Top of Extract
Remember the Dead This Memorial Day And Redeem Our Losses in the "War" Against the Pandemic
It is crucial that we honor the dead by making the future better for the living
By Jim Miller
Life is cheap. It’s hard not to think that after the last year during which even the most dire-seeming predictions were frequently overwhelmed by darker realities. Consider that on this day in 2020 on my old soapbox at the OB Rag, I started my Memorial Day column with this observation:
This Memorial Day it’s time we properly mourn the dead. During a pandemic that the President has told us is a war against an “invisible enemy,” we are, as of this writing, closing in on 100,000 American dead. But as we mourn the scores of our fellow Americans, who the President has called “warriors” in this grand battle, we need to also remember that most of them didn’t have to die.
In that same column I went on to note that Trump’s willful incompetence had already been responsible for more deaths than 9/11 and the wars in Iraq and Afghanistan combined. At the time, it was infuriating to imagine predictions that the death toll would rise to 157,000 by July and that a huge number of those deaths were preventable if we had more prudent leadership.
Of course, we did not, and, as we all know, the death toll now stands at over 590,000. In fact, despite the Biden Administration’s excellent work accelerating the vaccine rollout, we will surely end up passing the worst death toll in any American war—the 620,000 Americans who died in the Civil War. But even that stunning toll is likely a huge underestimation.
Recently, the Institute of Health Metrics and Evaluation has estimated that once one considers the “excess mortality” associated with the pandemic, a truer estimate of the human cost is likely 912,345 deaths and counting.
Bottom of Extract
**Work order A:** In the Memorial Day column, what is the Institute of Health Metrics and Evaluation's estimate of the pandemic's human cost once excess mortality is counted?
**Work order B:** Please carry the Memorial Day column forward from its last paragraph, keeping the author's voice.
The lines after the Memorial Day column aren't needed for anything here.
Top of Supplied records
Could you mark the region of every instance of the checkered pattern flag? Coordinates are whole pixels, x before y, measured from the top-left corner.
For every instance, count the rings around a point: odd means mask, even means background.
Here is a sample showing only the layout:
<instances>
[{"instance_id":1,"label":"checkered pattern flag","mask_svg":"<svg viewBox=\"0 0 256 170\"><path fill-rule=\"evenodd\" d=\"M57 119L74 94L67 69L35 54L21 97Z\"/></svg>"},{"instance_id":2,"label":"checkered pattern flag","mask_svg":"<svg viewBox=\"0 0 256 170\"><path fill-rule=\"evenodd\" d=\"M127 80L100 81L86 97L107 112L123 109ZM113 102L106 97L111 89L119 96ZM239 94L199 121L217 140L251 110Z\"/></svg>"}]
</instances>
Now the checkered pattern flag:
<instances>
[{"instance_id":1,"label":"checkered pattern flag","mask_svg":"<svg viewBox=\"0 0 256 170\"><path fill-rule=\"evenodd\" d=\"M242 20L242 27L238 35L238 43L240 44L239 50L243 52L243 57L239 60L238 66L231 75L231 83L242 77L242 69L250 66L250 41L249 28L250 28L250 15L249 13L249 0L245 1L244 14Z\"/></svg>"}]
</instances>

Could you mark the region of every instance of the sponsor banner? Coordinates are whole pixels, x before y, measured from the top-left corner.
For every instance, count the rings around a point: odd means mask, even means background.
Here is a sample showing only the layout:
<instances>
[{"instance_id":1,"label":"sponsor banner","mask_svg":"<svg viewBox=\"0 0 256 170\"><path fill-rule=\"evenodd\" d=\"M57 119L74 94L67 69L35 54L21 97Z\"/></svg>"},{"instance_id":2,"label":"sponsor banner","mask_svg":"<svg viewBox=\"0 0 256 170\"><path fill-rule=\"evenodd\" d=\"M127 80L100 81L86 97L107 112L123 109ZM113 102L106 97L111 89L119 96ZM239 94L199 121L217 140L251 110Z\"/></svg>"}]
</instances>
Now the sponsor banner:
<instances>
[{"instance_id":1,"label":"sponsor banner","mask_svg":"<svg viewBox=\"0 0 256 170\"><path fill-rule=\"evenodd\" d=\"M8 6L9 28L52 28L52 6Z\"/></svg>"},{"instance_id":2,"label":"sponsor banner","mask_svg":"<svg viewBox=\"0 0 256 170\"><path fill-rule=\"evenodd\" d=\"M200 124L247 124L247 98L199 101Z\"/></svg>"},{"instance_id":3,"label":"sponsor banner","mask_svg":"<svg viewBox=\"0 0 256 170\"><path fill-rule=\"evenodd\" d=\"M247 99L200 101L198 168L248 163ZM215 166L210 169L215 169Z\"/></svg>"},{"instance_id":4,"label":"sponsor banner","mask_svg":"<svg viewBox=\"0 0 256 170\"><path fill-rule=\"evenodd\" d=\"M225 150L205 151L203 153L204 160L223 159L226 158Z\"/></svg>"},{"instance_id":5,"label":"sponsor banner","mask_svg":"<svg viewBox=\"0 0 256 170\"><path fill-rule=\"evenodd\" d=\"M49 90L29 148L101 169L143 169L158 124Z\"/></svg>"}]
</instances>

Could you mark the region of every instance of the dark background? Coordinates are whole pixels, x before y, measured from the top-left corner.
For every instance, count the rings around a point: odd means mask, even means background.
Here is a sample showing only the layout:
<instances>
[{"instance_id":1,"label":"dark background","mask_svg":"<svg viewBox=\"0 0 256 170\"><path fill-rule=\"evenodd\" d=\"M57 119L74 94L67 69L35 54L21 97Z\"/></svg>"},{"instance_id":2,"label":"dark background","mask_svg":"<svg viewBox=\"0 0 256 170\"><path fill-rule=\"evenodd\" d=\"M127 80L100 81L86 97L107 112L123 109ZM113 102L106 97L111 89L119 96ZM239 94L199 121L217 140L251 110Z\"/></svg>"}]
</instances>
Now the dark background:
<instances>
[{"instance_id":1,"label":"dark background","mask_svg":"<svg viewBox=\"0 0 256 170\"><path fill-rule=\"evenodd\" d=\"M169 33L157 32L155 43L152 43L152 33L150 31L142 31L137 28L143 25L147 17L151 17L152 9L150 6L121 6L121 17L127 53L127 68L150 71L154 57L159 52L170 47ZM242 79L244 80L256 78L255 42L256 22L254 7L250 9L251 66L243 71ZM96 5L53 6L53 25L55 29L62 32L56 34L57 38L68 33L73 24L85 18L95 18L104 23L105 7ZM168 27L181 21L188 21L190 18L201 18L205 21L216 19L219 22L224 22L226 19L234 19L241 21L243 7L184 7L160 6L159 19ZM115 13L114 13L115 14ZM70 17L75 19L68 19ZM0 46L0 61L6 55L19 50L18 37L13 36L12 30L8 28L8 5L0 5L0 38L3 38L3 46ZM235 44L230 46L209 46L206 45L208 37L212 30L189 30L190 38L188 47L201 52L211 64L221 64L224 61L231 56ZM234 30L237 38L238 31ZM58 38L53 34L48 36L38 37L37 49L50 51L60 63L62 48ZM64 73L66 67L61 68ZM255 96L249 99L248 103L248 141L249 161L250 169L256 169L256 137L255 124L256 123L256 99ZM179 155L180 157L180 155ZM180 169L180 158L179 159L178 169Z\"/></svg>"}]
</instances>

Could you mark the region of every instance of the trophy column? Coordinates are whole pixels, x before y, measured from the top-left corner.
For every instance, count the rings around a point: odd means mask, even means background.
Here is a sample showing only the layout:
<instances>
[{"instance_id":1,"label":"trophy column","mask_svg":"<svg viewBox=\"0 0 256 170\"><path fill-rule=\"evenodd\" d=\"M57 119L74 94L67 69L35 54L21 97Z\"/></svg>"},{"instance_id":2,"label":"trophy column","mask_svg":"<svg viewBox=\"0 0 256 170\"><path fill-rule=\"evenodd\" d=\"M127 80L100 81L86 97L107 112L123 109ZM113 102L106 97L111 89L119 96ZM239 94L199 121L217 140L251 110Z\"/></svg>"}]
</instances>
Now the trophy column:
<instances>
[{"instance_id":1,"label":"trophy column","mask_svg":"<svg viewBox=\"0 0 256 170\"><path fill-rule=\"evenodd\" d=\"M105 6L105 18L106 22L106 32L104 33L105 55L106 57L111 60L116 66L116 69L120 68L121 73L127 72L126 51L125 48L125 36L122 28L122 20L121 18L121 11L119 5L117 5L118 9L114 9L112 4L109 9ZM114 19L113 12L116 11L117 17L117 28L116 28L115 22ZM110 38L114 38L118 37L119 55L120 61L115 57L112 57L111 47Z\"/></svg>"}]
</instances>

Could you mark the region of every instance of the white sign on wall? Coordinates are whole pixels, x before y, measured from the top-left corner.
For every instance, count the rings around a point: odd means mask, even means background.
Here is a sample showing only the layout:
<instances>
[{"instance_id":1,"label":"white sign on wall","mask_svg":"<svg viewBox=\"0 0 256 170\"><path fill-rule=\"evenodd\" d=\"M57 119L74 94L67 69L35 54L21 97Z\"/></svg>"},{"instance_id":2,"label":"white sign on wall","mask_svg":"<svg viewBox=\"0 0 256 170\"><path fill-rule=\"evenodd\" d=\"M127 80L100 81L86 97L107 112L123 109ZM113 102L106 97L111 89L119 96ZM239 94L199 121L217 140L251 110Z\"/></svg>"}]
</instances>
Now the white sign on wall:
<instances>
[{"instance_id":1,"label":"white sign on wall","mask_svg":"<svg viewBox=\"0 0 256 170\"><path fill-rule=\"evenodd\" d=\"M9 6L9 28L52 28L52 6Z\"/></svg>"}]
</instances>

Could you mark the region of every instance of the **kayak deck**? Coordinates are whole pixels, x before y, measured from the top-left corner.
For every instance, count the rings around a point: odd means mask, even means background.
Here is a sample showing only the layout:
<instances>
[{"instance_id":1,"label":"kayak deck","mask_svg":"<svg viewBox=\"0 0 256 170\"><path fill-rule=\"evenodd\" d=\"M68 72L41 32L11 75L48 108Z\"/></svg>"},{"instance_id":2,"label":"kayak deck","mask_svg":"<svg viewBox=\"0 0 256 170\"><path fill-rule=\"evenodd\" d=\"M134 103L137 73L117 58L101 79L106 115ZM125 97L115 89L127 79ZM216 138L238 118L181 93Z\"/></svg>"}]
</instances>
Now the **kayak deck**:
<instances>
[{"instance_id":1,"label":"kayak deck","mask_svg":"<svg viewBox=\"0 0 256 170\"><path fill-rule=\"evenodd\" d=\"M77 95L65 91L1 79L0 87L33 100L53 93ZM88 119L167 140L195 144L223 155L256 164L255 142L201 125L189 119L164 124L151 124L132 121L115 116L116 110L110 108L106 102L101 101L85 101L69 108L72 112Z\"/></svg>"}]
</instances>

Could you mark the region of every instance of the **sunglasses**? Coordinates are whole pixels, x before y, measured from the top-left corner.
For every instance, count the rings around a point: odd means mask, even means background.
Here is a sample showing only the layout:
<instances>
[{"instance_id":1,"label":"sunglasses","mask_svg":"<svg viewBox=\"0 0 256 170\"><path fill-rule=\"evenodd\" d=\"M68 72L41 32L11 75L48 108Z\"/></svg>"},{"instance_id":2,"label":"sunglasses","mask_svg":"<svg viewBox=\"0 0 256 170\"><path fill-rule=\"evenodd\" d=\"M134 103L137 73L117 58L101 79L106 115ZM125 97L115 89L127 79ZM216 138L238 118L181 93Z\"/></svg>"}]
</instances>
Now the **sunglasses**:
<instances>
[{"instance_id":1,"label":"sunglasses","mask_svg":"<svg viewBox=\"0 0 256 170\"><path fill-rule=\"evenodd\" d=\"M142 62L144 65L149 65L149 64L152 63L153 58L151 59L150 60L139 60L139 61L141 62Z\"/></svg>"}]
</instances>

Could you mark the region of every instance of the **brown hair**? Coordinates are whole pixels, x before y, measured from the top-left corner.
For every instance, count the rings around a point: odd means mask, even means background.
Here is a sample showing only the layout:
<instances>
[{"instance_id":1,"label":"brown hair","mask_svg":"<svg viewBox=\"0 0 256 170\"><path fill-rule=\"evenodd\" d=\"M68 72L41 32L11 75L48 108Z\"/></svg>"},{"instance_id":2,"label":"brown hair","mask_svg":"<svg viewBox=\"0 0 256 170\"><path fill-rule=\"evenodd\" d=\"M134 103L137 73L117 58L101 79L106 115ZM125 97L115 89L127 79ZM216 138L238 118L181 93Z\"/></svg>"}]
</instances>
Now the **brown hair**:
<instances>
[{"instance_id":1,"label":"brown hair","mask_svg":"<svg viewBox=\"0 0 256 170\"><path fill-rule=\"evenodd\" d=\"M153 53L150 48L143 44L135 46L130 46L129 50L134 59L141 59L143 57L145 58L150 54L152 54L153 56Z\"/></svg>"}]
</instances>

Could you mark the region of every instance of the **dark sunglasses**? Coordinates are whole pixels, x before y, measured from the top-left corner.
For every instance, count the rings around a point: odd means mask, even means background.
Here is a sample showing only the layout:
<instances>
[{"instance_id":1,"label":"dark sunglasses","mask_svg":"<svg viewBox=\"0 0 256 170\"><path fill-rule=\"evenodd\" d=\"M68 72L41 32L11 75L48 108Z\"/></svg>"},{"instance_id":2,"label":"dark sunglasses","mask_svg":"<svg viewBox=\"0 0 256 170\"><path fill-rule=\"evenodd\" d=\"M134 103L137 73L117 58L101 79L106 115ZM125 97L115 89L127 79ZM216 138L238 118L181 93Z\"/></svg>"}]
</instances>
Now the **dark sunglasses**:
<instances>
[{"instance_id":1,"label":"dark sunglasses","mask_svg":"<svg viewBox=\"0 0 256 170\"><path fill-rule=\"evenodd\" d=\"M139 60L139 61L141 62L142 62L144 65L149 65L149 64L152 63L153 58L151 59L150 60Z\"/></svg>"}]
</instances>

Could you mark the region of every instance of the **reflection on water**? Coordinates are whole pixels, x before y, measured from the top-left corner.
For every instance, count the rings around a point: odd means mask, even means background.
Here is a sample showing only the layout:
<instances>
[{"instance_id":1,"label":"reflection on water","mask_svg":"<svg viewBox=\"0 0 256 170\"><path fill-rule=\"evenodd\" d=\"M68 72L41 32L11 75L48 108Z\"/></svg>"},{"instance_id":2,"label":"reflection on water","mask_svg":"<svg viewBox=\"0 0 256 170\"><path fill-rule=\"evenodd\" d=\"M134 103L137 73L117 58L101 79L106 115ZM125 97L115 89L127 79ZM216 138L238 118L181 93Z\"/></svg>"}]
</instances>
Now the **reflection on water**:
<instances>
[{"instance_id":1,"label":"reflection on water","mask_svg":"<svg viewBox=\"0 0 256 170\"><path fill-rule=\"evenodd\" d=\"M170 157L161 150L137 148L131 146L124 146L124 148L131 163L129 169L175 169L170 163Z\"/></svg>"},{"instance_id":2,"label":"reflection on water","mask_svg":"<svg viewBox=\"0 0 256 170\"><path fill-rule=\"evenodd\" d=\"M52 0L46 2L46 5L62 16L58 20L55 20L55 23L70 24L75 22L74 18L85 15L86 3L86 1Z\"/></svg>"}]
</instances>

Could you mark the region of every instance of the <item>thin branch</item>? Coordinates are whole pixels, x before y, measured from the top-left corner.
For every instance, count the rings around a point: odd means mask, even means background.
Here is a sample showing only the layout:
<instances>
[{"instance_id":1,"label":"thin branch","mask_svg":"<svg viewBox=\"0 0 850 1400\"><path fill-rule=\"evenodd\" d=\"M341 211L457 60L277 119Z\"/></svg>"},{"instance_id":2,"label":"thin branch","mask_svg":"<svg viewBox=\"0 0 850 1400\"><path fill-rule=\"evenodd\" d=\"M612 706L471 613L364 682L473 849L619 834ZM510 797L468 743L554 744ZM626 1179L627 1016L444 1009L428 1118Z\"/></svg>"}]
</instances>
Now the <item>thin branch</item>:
Bottom of Supplied records
**Task response A:** 912,345 deaths and counting.

**Task response B:**
As jaw-dropping as that figure is, its true import is only made clear when one stops to consider that, as a Lancet study back in February found, at least 40% of those deaths were preventable. That, along with former Trump Administration Covid-19 Coordinator Deborah Brix echoing this awful truth in March and going further by suggesting that “most deaths” could have been avoided, is almost too much to bear.
And the culpability goes beyond the Trump Administration to the corporate sector where a study this April found that if Walmart had simply provided two weeks paid sick leave, 7,500 Covid cases could have been prevented. Extrapolate that beyond this one company to the entire American economy and it’s clear that the push to “reopen” really did mean “go back to work, get sick and die” as I opined last year.
We didn’t lose the war against the pandemic; too many of our “leaders” simply surrendered.
Thus, if this incredible waste of life is to be redeemed in any way, it is crucial that we honor the dead by making the future better for the living. If we don’t come out of the back end of this horrible period with more funding for scientific research and public health, real rights and protections for workers, and a renewed respect for human life, then the ghosts of the myriad dead will haunt our history for a long time to come.
The era of “acceptable losses” should be over for good.